EXERCISE: Write out every one of the rows below word for word, keeping each line unchanged.

DATA RECORDS:
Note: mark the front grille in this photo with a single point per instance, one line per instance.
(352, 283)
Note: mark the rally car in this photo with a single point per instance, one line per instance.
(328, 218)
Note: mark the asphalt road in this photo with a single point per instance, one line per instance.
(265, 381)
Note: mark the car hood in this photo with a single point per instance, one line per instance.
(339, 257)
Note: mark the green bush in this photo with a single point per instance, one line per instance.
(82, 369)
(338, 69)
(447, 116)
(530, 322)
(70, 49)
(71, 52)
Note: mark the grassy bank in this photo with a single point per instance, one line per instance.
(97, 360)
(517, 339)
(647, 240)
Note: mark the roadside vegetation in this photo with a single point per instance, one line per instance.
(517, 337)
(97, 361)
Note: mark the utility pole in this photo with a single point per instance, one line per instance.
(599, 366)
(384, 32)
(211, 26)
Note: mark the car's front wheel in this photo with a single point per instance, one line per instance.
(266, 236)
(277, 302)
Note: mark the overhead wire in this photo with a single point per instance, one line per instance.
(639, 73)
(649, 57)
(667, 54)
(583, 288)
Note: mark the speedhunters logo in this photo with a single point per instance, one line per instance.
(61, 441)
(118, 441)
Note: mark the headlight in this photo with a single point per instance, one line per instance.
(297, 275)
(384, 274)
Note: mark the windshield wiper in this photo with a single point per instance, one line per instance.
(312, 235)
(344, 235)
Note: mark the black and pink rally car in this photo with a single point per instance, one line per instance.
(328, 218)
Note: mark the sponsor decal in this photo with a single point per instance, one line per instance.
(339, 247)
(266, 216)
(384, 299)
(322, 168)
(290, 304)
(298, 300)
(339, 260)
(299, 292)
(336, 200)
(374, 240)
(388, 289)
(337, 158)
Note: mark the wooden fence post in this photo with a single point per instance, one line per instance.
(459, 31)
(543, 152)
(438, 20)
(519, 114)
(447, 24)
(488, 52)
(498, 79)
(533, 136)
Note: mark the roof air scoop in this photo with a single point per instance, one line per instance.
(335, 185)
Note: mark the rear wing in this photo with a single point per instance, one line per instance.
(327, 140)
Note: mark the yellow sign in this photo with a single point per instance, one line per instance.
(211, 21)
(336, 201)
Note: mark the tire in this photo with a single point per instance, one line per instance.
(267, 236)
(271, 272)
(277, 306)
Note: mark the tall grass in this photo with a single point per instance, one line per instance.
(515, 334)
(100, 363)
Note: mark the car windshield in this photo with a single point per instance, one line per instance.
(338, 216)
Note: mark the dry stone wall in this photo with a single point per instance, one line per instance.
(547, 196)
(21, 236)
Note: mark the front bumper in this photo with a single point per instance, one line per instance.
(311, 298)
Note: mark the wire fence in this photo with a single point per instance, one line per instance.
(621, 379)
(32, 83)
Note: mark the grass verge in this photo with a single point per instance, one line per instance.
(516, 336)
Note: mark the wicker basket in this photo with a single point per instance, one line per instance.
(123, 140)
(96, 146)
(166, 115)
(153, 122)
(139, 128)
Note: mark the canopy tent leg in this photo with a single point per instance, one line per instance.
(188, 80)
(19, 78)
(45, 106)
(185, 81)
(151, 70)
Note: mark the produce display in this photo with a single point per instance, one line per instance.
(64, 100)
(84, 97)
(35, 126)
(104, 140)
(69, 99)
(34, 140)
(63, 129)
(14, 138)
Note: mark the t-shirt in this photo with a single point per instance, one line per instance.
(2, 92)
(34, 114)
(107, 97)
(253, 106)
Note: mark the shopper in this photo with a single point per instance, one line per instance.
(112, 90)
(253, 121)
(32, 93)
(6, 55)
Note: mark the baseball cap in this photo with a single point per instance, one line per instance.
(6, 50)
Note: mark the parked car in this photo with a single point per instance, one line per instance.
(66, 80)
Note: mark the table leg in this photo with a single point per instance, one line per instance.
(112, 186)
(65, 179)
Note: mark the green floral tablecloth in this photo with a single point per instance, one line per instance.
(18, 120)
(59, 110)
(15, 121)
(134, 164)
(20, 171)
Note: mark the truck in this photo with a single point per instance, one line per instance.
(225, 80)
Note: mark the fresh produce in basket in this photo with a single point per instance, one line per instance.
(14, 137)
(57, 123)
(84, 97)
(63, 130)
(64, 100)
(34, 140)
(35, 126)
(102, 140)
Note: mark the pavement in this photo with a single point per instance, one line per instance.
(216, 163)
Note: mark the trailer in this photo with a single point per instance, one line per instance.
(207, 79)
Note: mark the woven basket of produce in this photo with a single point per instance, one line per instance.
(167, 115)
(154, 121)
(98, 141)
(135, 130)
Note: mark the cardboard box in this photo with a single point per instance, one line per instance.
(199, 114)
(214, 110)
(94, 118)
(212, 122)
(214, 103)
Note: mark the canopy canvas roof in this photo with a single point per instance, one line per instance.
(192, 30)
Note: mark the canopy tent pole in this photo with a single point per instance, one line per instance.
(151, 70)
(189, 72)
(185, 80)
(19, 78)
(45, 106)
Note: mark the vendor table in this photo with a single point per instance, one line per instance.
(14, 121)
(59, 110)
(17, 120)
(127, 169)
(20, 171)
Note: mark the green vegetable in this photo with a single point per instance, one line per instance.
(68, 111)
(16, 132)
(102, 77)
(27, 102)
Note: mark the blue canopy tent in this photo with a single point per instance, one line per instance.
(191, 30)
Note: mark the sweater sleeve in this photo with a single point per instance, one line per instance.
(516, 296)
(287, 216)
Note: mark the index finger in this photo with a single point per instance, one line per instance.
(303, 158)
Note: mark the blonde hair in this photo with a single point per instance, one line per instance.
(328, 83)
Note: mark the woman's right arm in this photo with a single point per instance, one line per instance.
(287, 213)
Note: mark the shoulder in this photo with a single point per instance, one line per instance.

FULL ANSWER:
Note: mark the front grille in this photo with a single point per instance, one line per instance.
(352, 283)
Note: mark the rally car in this photo with a single point per instance, one line per instance.
(328, 218)
Note: mark the asphalt road in this photo with a single point per instance, one line per instance.
(265, 381)
Note: mark the car hood in this photo with a single point per instance, one line per instance.
(339, 257)
Note: mark the green bush in this photo with a single point per instance, one line per instance.
(82, 369)
(338, 69)
(447, 116)
(530, 322)
(70, 49)
(71, 52)
Note: mark the grassy bank in this photo with a single point per instance, one line per instance.
(97, 360)
(517, 339)
(647, 240)
Note: mark the roadside vegetation in this photo with a single point per instance, one line per instance.
(517, 337)
(97, 361)
Note: mark the utility pole in this photo with a single point per instance, one line per instance.
(599, 366)
(384, 32)
(211, 26)
Note: mark the car's front wheel in this photo with a single point per instance, one line per instance.
(266, 236)
(277, 302)
Note: mark the overhead wire in this photo with a single point per instance, one line per instance.
(639, 73)
(649, 57)
(667, 54)
(583, 288)
Note: mark the speedhunters logo in this photo with a single point per instance, one line per instance.
(61, 441)
(118, 441)
Note: mark the headlight in this photo with a single point per instance, one line per instance.
(297, 275)
(384, 274)
Note: mark the windshield wiper in this photo with a single point per instance, one line per instance.
(312, 235)
(344, 235)
Note: mark the black and pink rally car in this photo with a single point per instance, one line per instance.
(328, 218)
Note: mark the sponsor decal in this photo with a single point per instance, one line per instance.
(339, 247)
(266, 216)
(384, 299)
(322, 168)
(290, 304)
(298, 300)
(339, 260)
(299, 292)
(336, 200)
(374, 240)
(388, 289)
(337, 158)
Note: mark the wooden fence post in this photo with a single point per instance, one line per instance.
(459, 31)
(543, 152)
(438, 20)
(519, 114)
(447, 24)
(488, 52)
(498, 79)
(533, 136)
Note: mark the roof air scoop in this photo with a single point per instance, one line per instance.
(335, 185)
Note: mark the rear wing in this photo with a single point per instance, one line per instance.
(327, 140)
Note: mark the yellow sign in this photo with a single point per instance, one line per instance.
(211, 21)
(336, 201)
Note: mark the tire in this photo with a single point per instance, one line per instance.
(267, 236)
(271, 272)
(277, 306)
Note: mark the tall grass in this photo with a single point per instance, one line per instance.
(515, 334)
(100, 363)
Note: mark the car windshield in this photo with a single point per instance, one line per instance.
(338, 216)
Note: mark the dry stone wall in this photo with a single point per instance, one line per instance.
(547, 196)
(21, 236)
Note: mark the front bumper in this photo with a single point per instance, one line per instance.
(311, 298)
Note: mark the wire fence in this photo with a single point per instance, one line per instance.
(621, 379)
(32, 83)
Note: mark the grass verge in this photo with a single point per instance, one line per instance.
(516, 336)
Note: mark the wicker basket in this photo with a single point per instance, one line per instance.
(123, 140)
(96, 146)
(166, 115)
(153, 122)
(139, 128)
Note: mark the canopy tent leg in this photo with a single point per instance, one line per instance.
(188, 80)
(19, 78)
(45, 106)
(185, 81)
(151, 70)
Note: mark the produce display in this photo with a single point per instance, one line per instance.
(64, 100)
(84, 97)
(35, 126)
(104, 140)
(69, 99)
(34, 140)
(63, 129)
(14, 138)
Note: mark the t-shirt in this photo with a single point per instance, one line per instance.
(2, 92)
(34, 114)
(107, 97)
(253, 106)
Note: mark the shopper in this photo with a single point per instance, one line per instance.
(112, 90)
(253, 121)
(32, 93)
(6, 55)
Note: mark the baseball cap in this photo with a single point per instance, one line per instance.
(6, 50)
Note: mark the parked car in this photo with a single point per instance, one line per instance.
(66, 80)
Note: mark the table leg in this photo with a single point per instance, one line per instance.
(112, 186)
(65, 179)
Note: mark the green floral tablecloth in this photo with a single point per instance, one line per instance.
(18, 120)
(59, 110)
(15, 121)
(134, 164)
(20, 171)
Note: mark the truck in this photo with a single point per instance, one line per instance.
(225, 80)
Note: mark the fresh produce in basket in this photo with a single point per instance, one line per instance.
(14, 137)
(57, 123)
(84, 97)
(63, 130)
(64, 100)
(34, 140)
(35, 126)
(102, 140)
Note: mark the pavement in this photo with a single point per instance, one line per instance.
(216, 163)
Note: mark the trailer in this photo with a single point per instance, one line per instance.
(207, 79)
Note: mark the woven basket of produce in this photo with a single point per instance, one line per instance.
(167, 115)
(154, 121)
(98, 141)
(135, 130)
Note: mark the cardboard box in this photo with a single point per instance, one line per instance.
(199, 114)
(214, 110)
(94, 118)
(212, 122)
(214, 103)
Note: mark the canopy canvas roof in this photo with a single point per instance, one line per instance.
(192, 30)
Note: mark the canopy tent pole in this photo with a single point per instance, one line per instance.
(151, 70)
(189, 72)
(185, 80)
(19, 78)
(45, 106)
Note: mark the vendor table in this photo with a single point per instance, one line per instance.
(14, 121)
(59, 110)
(17, 120)
(127, 169)
(20, 171)
Note: mark the green vegetable in this photo with a single point per instance, one line per instance.
(68, 111)
(16, 132)
(102, 77)
(27, 102)
Note: mark the blue canopy tent in this photo with a single point per instance, one line per instance.
(191, 30)
Note: mark the sweater sleeve in this photo with a single point per instance, one line per instance.
(516, 296)
(287, 216)
Note: mark the index finger in this photo with a single point per instance, one line per instance.
(303, 158)
Note: mark the blonde hair in this photo with a single point per instance, one line per instance.
(328, 83)
Note: mark the woman's right arm in this photo with a single point per instance, one line per instance.
(287, 213)
Note: mark the shoulder in this photo with a single point per instance, one line per instance.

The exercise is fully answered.